**PROVIDED PASSAGE:**

%%

Sleds/cppboost/libs/math/doc/sf/ellint_legendre.qbk

[/
Copyright (c) 2006 Xiaogang Zhang
Copyright (c) 2006 John Maddock
Use, modification and distribution are subject to the
Boost Software License, Version 1.0. (See accompanying file
LICENSE_1_0.txt or copy at http://www.boost.org/LICENSE_1_0.txt)
]

[section:ellint_1 Elliptic Integrals of the First Kind - Legendre Form]

[heading Synopsis]

``
  #include <boost/math/special_functions/ellint_1.hpp>
``

  namespace boost { namespace math {

  template <class T1, class T2>
  ``__sf_result`` ellint_1(T1 k, T2 phi);

  template <class T1, class T2, class ``__Policy``>
  ``__sf_result`` ellint_1(T1 k, T2 phi, const ``__Policy``&);

  template <class T>
  ``__sf_result`` ellint_1(T k);

  template <class T, class ``__Policy``>
  ``__sf_result`` ellint_1(T k, const ``__Policy``&);

  }} // namespaces
  
[heading Description]

These two functions evaluate the incomplete elliptic integral of the first kind
['F([phi], k)] and its complete counterpart ['K(k) = F([pi]/2, k)].

%%

[Point annotation records]
%%

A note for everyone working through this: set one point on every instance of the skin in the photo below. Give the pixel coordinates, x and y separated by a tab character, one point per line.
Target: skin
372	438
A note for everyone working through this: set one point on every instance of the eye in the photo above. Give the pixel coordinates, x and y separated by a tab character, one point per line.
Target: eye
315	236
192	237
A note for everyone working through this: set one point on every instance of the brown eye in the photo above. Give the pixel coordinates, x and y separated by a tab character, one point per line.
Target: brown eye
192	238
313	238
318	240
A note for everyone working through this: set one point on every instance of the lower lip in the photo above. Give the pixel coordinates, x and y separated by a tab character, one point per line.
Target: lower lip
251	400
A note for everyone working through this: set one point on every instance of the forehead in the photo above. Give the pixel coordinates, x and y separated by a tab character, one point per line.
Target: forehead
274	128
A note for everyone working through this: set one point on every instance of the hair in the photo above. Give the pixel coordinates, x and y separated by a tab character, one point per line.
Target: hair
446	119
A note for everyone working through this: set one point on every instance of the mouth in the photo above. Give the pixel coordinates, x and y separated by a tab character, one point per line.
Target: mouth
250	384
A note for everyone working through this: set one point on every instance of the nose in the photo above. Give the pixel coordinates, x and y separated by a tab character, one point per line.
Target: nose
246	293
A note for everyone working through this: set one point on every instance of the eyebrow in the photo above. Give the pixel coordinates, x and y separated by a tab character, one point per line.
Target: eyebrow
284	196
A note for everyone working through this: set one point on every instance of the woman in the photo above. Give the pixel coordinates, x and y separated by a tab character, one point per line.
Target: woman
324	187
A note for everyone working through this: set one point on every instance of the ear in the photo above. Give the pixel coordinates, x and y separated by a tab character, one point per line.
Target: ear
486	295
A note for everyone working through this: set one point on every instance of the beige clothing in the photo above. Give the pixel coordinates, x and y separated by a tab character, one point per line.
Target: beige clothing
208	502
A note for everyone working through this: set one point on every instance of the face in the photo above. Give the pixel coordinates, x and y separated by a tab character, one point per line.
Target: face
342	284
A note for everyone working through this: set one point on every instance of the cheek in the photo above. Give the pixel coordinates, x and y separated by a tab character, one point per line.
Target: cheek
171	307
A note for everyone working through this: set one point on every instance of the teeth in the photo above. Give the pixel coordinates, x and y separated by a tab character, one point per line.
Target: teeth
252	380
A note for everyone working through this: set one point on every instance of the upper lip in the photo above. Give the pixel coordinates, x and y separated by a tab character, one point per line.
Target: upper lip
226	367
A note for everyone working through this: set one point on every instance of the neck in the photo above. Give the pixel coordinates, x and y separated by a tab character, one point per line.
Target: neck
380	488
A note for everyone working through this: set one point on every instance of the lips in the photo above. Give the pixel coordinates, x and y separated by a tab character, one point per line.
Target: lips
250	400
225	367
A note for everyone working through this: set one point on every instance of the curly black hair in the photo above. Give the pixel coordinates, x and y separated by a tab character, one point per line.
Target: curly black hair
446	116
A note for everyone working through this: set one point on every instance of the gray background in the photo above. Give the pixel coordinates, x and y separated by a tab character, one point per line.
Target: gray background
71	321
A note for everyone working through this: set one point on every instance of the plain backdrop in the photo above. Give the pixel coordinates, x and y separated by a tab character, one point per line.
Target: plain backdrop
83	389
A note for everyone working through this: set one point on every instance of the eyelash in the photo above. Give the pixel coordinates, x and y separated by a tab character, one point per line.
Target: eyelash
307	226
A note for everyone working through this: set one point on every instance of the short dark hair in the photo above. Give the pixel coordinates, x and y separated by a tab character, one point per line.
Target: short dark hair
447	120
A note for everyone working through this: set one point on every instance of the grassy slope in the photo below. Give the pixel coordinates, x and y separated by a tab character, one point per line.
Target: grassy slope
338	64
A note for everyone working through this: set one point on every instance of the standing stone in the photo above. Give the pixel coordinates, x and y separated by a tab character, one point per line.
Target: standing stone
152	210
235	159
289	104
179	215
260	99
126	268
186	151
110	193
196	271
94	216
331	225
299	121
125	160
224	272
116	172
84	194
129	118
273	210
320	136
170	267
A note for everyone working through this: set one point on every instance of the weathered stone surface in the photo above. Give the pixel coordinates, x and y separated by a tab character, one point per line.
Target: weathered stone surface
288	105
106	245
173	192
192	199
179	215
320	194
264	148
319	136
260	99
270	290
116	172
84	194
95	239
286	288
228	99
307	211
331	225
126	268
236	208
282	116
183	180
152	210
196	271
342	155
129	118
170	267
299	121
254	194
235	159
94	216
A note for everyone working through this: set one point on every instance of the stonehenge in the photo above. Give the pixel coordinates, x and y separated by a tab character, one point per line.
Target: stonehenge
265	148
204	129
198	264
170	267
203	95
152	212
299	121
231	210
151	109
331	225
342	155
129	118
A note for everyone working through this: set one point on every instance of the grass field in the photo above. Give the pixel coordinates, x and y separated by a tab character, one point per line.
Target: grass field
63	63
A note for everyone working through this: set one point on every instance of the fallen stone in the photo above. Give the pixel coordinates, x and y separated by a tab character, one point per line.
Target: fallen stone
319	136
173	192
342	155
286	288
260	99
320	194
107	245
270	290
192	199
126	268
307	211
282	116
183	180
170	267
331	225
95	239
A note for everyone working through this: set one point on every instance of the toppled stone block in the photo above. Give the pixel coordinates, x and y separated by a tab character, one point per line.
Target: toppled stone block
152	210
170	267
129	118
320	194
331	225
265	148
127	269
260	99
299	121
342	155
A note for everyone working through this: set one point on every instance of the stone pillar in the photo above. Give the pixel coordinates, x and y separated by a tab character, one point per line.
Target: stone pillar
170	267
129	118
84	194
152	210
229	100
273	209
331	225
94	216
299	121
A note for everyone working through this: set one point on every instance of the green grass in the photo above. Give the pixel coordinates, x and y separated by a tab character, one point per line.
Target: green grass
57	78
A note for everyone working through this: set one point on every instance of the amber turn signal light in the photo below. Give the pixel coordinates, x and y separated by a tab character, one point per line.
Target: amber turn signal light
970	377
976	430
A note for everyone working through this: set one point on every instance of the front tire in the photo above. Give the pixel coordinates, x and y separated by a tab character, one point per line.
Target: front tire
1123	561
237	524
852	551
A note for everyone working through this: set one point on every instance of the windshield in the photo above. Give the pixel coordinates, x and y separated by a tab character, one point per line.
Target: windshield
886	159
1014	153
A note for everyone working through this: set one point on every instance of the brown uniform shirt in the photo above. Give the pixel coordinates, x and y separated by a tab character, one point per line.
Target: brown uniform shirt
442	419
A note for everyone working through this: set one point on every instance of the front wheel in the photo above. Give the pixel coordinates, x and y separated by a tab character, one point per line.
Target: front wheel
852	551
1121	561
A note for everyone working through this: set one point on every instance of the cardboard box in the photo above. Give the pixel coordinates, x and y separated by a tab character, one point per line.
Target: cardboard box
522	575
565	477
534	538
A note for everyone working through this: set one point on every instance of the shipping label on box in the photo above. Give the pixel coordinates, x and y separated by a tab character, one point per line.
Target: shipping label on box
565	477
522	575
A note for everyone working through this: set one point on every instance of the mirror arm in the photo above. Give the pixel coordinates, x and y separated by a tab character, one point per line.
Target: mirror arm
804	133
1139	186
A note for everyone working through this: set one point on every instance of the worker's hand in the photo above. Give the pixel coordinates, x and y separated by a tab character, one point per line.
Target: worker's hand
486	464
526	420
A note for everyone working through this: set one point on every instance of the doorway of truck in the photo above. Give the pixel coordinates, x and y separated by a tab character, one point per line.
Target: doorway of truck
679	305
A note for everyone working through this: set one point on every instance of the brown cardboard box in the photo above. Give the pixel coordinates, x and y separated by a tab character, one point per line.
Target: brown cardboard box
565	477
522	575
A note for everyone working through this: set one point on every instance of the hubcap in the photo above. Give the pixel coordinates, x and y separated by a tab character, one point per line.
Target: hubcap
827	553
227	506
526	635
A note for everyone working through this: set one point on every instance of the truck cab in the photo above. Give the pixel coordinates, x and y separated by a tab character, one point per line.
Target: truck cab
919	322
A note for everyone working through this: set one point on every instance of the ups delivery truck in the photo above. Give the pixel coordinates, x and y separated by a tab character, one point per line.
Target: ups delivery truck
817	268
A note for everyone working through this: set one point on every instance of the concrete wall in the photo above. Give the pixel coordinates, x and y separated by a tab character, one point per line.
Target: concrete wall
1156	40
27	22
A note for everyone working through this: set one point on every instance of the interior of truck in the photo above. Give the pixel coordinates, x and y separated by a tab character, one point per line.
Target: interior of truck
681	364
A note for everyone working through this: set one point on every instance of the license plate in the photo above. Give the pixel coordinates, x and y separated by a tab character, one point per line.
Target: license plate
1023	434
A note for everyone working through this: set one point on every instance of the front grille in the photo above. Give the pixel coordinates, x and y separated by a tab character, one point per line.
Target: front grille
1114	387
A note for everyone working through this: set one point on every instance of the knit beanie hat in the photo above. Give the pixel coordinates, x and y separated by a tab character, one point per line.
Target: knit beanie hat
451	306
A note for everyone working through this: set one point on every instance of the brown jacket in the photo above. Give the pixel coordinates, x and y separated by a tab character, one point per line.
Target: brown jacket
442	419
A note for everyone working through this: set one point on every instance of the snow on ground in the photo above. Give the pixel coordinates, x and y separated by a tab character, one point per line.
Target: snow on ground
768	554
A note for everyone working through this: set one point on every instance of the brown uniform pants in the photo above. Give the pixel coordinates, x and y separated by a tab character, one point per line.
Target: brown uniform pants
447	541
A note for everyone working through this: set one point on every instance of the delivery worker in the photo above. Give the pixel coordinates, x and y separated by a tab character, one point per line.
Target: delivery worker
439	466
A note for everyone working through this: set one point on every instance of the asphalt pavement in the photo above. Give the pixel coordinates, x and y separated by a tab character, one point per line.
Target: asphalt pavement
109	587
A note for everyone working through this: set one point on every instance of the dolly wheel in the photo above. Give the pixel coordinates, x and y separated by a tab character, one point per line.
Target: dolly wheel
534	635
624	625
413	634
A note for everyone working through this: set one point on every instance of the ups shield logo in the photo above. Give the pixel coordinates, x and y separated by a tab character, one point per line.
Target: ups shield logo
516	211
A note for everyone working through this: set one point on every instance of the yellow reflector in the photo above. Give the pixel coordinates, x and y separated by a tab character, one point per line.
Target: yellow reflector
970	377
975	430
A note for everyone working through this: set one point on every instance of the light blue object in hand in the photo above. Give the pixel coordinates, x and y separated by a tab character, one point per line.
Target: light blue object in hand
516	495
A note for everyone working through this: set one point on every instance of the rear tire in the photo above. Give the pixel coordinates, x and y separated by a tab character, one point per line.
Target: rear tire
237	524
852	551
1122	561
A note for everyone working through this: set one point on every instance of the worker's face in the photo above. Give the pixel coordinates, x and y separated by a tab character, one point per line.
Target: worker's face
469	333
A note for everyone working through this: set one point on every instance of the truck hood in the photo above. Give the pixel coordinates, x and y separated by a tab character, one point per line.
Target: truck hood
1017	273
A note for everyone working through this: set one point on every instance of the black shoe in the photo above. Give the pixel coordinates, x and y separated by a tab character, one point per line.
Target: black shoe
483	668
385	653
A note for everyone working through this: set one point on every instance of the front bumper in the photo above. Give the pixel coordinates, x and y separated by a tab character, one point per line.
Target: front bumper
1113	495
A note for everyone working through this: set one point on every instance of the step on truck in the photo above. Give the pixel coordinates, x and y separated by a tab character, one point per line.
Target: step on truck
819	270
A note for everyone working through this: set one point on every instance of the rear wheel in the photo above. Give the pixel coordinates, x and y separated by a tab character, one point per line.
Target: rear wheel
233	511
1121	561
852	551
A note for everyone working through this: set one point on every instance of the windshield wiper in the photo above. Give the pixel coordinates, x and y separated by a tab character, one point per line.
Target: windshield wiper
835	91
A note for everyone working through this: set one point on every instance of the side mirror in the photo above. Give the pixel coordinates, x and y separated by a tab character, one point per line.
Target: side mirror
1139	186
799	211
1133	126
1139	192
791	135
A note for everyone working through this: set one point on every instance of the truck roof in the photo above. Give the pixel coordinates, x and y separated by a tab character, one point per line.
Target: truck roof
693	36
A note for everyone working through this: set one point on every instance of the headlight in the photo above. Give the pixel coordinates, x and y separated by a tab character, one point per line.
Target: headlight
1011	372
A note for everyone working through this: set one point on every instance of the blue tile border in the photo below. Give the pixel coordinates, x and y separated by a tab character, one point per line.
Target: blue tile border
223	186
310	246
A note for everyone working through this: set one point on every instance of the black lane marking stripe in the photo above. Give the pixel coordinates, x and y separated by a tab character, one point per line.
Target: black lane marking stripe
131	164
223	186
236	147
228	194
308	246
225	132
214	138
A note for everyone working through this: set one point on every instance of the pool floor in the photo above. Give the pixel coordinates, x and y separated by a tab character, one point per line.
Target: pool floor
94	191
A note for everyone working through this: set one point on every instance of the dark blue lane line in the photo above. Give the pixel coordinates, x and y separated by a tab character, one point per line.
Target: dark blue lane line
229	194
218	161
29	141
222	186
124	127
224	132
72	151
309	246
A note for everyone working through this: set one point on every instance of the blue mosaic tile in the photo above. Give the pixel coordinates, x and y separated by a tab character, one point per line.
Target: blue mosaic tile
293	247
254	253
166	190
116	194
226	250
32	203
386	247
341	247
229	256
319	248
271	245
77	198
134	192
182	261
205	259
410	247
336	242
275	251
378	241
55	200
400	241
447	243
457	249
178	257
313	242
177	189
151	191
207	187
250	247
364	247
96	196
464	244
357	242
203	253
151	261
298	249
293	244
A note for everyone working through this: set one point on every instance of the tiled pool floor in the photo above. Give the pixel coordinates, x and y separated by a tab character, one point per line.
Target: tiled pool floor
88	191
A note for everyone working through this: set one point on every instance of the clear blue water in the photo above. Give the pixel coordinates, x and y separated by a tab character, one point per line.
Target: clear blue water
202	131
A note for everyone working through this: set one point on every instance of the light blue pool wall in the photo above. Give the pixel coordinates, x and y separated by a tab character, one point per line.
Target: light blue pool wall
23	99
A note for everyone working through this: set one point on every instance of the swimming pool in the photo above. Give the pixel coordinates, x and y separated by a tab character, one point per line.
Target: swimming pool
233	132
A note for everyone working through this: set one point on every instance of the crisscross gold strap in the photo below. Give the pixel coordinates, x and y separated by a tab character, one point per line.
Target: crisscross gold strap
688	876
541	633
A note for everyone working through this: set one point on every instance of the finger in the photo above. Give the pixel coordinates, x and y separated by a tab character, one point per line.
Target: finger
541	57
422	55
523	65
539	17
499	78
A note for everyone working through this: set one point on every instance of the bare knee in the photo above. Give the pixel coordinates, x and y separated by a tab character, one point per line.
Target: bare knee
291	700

%%

**EXERCISE REQUIREMENTS:**
**a.** Print the section of the elliptic integral documentation starting with "template <class T, class" and going on through "['K(k) = F([pi]/2, k)].".
**b.** Proceed with the elliptic integral documentation from the point at which it stops.

**ANSWERS TO THE TASKS:**
**a.**
template <class T, class ``__Policy``>
  ``__sf_result`` ellint_1(T k, const ``__Policy``&);

  }} // namespaces
  
[heading Description]

These two functions evaluate the incomplete elliptic integral of the first kind
['F([phi], k)] and its complete counterpart ['K(k) = F([pi]/2, k)].

**b.**
[graph ellint_1]

The return type of these functions is computed using the __arg_pomotion_rules
when T1 and T2 are different types: when they are the same type then the result
is the same type as the arguments.

  template <class T1, class T2>
  ``__sf_result`` ellint_1(T1 k, T2 phi);
  
  template <class T1, class T2, class ``__Policy``>
  ``__sf_result`` ellint_1(T1 k, T2 phi, const ``__Policy``&);
  
Returns the incomplete elliptic integral of the first kind ['F([phi], k)]:

[equation ellint2]

Requires -1 <= k <= 1, otherwise returns the result of __domain_error.

[optional_policy]

  template <class T>
  ``__sf_result`` ellint_1(T k);
  
  template <class T>
  ``__sf_result`` ellint_1(T k, const ``__Policy``&);
  
Returns the complete elliptic integral of the first kind ['K(k)]:

[equation ellint6]

Requires -1 <= k <= 1, otherwise returns the result of __domain_error.

[optional_policy]

[heading Accuracy]

These functions are computed using only basic arithmetic operations, so
there isn't much variation in accuracy over differing platforms.
Note that only results for the widest floating point type on the 
system are given as narrower types have __zero_error.  All values
are relative errors in units of epsilon.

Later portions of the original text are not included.